### Data entries:
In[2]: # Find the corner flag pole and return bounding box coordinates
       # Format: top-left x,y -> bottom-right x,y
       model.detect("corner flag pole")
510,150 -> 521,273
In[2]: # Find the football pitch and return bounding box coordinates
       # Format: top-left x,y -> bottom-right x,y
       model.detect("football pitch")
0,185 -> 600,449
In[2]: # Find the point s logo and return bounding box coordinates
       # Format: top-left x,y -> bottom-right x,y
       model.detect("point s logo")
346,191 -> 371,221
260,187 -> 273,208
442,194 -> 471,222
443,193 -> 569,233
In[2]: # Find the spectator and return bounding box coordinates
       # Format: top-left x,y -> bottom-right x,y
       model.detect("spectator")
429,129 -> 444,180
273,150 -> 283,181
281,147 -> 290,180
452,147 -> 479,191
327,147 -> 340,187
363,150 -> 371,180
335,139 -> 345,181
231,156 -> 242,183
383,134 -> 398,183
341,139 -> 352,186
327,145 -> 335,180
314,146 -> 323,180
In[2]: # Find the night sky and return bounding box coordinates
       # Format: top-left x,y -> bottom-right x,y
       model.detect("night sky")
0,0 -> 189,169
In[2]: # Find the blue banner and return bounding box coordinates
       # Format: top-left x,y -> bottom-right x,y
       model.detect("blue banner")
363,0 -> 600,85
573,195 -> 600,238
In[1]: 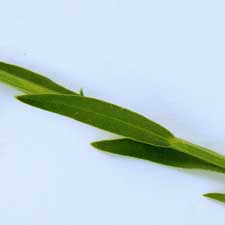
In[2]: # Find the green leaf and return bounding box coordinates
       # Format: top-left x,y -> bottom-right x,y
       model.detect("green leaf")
91,139 -> 225,173
80,88 -> 84,96
18,95 -> 173,147
0,62 -> 76,95
203,193 -> 225,203
170,138 -> 225,169
18,94 -> 225,169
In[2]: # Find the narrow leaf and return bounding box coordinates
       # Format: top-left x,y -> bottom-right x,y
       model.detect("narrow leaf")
80,88 -> 84,96
170,138 -> 225,169
203,193 -> 225,203
18,95 -> 173,147
0,62 -> 76,94
91,139 -> 225,173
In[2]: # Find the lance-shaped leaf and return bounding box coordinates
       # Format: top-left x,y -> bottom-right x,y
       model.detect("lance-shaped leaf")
203,193 -> 225,203
170,138 -> 225,169
18,94 -> 225,169
91,139 -> 225,173
0,62 -> 76,94
18,95 -> 173,147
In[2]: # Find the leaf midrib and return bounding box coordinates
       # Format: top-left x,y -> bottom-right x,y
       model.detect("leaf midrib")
32,96 -> 170,147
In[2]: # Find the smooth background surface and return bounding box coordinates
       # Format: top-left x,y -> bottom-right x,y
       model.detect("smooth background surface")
0,0 -> 225,225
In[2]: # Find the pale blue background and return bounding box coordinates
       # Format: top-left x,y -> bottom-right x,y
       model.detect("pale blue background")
0,0 -> 225,225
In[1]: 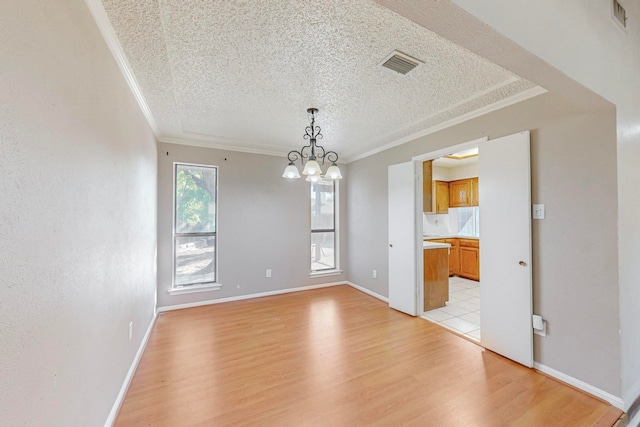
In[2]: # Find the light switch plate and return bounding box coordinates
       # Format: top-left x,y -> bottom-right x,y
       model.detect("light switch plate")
533,204 -> 544,219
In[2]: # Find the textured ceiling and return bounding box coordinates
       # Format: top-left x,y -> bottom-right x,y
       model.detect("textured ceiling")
97,0 -> 540,160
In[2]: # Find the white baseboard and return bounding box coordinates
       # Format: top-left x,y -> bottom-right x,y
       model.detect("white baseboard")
104,313 -> 156,427
533,362 -> 624,410
156,280 -> 349,313
346,282 -> 389,304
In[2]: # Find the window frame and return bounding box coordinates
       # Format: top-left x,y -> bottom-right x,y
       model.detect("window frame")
308,178 -> 342,277
169,162 -> 222,295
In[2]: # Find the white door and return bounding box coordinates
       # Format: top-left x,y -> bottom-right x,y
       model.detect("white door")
388,162 -> 418,316
478,131 -> 533,367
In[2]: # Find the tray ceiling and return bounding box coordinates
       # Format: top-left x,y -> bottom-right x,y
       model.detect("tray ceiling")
95,0 -> 544,161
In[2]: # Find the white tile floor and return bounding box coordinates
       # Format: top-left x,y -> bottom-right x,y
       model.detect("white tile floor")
422,277 -> 480,342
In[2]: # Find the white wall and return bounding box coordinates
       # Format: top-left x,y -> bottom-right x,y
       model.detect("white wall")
158,143 -> 348,307
0,0 -> 156,426
444,0 -> 640,416
348,94 -> 620,396
433,162 -> 478,181
376,0 -> 640,414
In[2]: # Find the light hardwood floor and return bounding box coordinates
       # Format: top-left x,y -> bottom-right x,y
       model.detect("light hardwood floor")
116,285 -> 620,427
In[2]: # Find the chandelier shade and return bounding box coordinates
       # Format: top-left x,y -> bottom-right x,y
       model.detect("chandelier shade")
282,108 -> 342,182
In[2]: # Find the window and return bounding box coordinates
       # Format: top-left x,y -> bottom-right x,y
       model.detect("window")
311,179 -> 337,273
173,163 -> 218,288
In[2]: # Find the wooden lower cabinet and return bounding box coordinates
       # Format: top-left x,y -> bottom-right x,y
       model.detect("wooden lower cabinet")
445,239 -> 460,276
423,248 -> 449,311
429,239 -> 480,280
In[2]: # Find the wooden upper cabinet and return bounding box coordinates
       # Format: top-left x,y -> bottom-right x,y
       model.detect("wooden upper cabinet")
449,178 -> 479,208
422,160 -> 449,214
433,181 -> 449,213
422,160 -> 435,213
449,179 -> 471,208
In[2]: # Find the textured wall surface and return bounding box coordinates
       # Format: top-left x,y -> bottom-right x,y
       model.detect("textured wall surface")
376,0 -> 640,414
347,94 -> 620,396
158,143 -> 349,307
455,0 -> 640,414
0,0 -> 156,426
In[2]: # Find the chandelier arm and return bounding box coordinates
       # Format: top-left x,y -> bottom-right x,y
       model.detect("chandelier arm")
287,147 -> 304,163
322,151 -> 338,164
316,144 -> 326,165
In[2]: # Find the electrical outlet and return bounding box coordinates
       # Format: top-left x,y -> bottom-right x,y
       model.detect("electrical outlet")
533,204 -> 544,219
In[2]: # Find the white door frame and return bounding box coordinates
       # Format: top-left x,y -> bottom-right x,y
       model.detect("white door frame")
411,136 -> 489,316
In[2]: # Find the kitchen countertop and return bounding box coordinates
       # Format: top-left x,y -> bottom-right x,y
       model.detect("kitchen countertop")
422,234 -> 480,240
422,242 -> 451,250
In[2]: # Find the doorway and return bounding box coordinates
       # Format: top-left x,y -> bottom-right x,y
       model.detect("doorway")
421,145 -> 481,343
389,131 -> 533,367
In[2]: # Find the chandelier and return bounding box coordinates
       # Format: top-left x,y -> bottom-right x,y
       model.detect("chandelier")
282,108 -> 342,182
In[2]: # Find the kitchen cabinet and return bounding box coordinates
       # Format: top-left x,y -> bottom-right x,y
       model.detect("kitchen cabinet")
449,178 -> 479,208
422,160 -> 449,214
422,160 -> 435,213
429,238 -> 480,280
458,239 -> 480,280
449,179 -> 471,208
423,248 -> 449,311
445,239 -> 460,276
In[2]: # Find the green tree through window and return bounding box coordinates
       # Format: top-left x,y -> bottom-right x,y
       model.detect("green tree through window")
174,164 -> 217,286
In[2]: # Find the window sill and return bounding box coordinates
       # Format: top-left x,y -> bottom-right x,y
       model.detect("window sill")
169,283 -> 222,295
309,270 -> 342,277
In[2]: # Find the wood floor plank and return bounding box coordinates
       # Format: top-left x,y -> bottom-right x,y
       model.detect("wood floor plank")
116,286 -> 619,427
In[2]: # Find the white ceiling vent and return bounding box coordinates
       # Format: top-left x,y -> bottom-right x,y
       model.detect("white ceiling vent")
611,0 -> 627,28
378,50 -> 424,76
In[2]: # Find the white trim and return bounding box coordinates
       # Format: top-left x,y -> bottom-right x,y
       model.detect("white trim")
344,86 -> 547,163
411,136 -> 489,161
309,270 -> 342,278
158,136 -> 286,158
157,281 -> 347,313
104,311 -> 157,427
169,162 -> 222,295
167,283 -> 222,295
622,381 -> 640,414
346,282 -> 389,304
533,362 -> 624,410
85,0 -> 160,138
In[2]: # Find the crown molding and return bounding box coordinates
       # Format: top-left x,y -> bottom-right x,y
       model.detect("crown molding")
158,136 -> 288,157
85,0 -> 160,138
345,86 -> 547,163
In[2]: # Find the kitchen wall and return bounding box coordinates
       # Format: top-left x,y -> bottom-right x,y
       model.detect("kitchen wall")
432,162 -> 478,181
422,162 -> 478,236
347,93 -> 620,396
157,143 -> 349,308
422,213 -> 455,236
0,0 -> 156,426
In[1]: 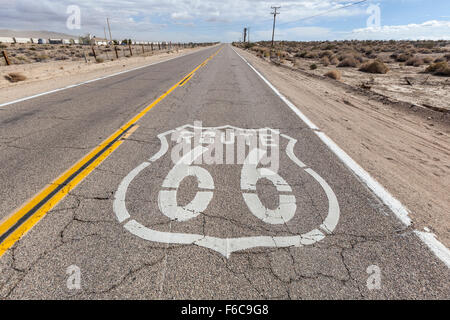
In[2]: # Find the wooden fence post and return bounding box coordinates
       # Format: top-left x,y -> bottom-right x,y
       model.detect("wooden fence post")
2,50 -> 11,66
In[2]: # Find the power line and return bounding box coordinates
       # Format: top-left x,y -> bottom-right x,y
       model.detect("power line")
279,0 -> 369,26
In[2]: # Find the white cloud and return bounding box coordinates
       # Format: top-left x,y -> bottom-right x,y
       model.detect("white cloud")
0,0 -> 368,41
345,20 -> 450,40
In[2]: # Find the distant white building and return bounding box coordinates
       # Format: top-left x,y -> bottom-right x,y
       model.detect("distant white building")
48,39 -> 63,44
14,38 -> 31,43
0,37 -> 14,43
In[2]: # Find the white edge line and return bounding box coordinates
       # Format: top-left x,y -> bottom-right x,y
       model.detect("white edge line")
0,47 -> 219,108
231,47 -> 450,268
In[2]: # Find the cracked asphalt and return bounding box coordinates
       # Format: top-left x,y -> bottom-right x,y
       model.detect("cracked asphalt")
0,45 -> 450,299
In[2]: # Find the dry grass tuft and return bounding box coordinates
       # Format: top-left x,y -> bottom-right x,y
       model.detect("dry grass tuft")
338,57 -> 359,68
325,70 -> 341,80
359,60 -> 389,74
406,57 -> 425,67
425,61 -> 450,77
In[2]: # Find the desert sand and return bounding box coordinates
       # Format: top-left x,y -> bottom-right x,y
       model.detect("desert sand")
236,45 -> 450,247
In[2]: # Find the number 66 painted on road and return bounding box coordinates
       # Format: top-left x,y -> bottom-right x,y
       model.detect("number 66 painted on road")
158,146 -> 297,224
113,124 -> 340,258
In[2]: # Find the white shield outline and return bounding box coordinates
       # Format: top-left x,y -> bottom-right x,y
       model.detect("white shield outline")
113,124 -> 340,258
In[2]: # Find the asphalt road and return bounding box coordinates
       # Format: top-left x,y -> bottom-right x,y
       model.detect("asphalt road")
0,45 -> 450,299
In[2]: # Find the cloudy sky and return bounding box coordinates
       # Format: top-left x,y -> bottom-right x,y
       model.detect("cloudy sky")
0,0 -> 450,42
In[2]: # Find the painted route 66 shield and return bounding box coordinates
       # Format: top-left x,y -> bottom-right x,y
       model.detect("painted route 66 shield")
114,125 -> 339,258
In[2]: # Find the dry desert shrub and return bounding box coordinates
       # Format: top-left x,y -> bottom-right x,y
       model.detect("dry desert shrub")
330,56 -> 339,66
5,72 -> 27,82
325,70 -> 341,80
320,56 -> 330,66
406,57 -> 425,67
391,53 -> 412,62
423,57 -> 433,64
338,57 -> 359,68
304,51 -> 319,59
425,61 -> 450,77
434,57 -> 447,63
359,60 -> 389,74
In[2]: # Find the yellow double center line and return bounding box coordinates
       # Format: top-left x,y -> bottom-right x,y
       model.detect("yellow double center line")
0,48 -> 222,257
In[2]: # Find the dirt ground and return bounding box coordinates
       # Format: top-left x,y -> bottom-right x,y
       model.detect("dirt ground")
236,49 -> 450,247
0,44 -> 216,104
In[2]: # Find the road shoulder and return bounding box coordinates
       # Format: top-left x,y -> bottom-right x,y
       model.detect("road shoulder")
236,49 -> 450,247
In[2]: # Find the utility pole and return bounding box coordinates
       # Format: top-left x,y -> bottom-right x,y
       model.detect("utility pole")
103,27 -> 109,60
106,18 -> 112,42
271,7 -> 281,48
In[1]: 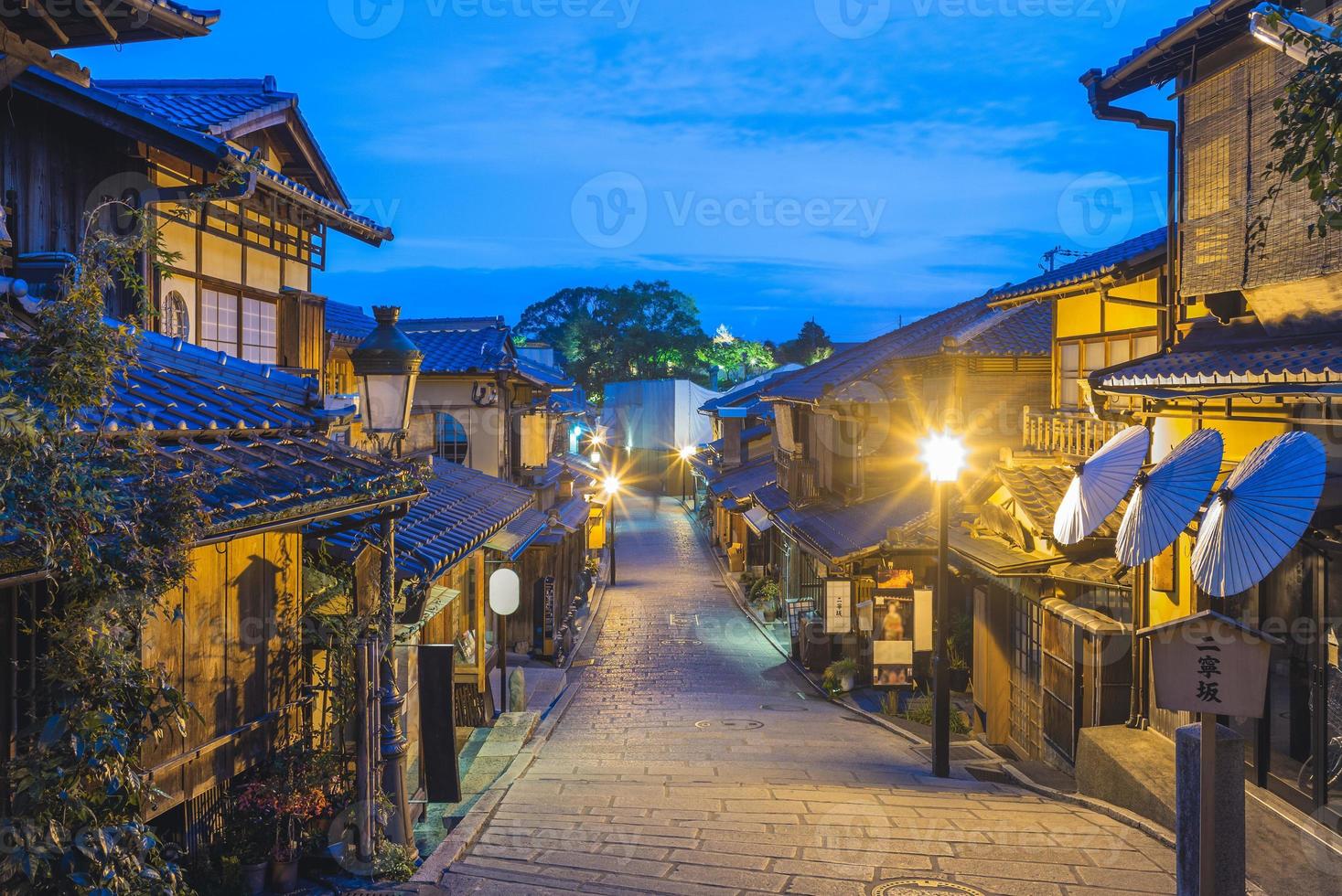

### Goal of the exercise:
Copy the lines from the line with "In[2]: # Find the crown" to the line with "236,45 -> 450,247", both included, and leave out any pictures.

### Result:
In[2]: # Find the crown molding and return bounding box coordinates
       # Format: top-left x,y -> bottom-right x,y
       model.detect("crown molding")
158,136 -> 288,157
85,0 -> 160,138
345,86 -> 547,163
In[2]: # Find the kitchen wall and return bounding box coordinates
       # Format: top-left x,y -> bottom-right x,y
       model.detect("kitchen wall")
432,162 -> 478,181
422,162 -> 478,236
347,93 -> 620,396
157,143 -> 349,308
422,213 -> 455,236
0,0 -> 156,426
In[1]: 
In[2]: # Find the wooden fence post and return bounding box coordinates
       # Format: top-left x,y -> bottom-right x,y
       model.detect("wooden fence post")
2,50 -> 11,66
In[2]: # Find the power line and return bounding box coordinates
       # Format: top-left x,y -> bottom-right x,y
       model.detect("power line")
279,0 -> 369,26
In[2]: # Find the white cloud and return bounding box coordinates
       # Format: top-left x,y -> bottom-right x,y
       model.detect("white cloud")
0,0 -> 368,41
345,20 -> 450,40
In[2]: # Find the distant white building and return bounding box coordinates
       # Format: top-left x,y -> bottom-right x,y
       model.detect("distant white building")
48,39 -> 63,44
14,38 -> 31,43
0,37 -> 14,43
In[2]: # Find the white edge line and return bounding box coordinates
       # Format: top-left x,y -> bottom-right x,y
       model.detect("white edge line")
0,47 -> 219,108
231,47 -> 450,268
In[2]: # Find the cracked asphalt and return bounding box coordinates
       # Format: top-left x,y -> bottom-right x,y
       model.detect("cracked asphalt")
0,45 -> 450,299
In[2]: # Find the dry grass tuft and return bounding box coordinates
       # Format: top-left x,y -> bottom-right x,y
       model.detect("dry grass tuft")
338,57 -> 359,68
325,70 -> 341,80
359,60 -> 389,74
406,57 -> 425,67
425,61 -> 450,77
In[2]: # Find the desert sand and return bounding box coordinates
       # Format: top-left x,y -> bottom-right x,y
       model.detect("desert sand")
236,45 -> 450,247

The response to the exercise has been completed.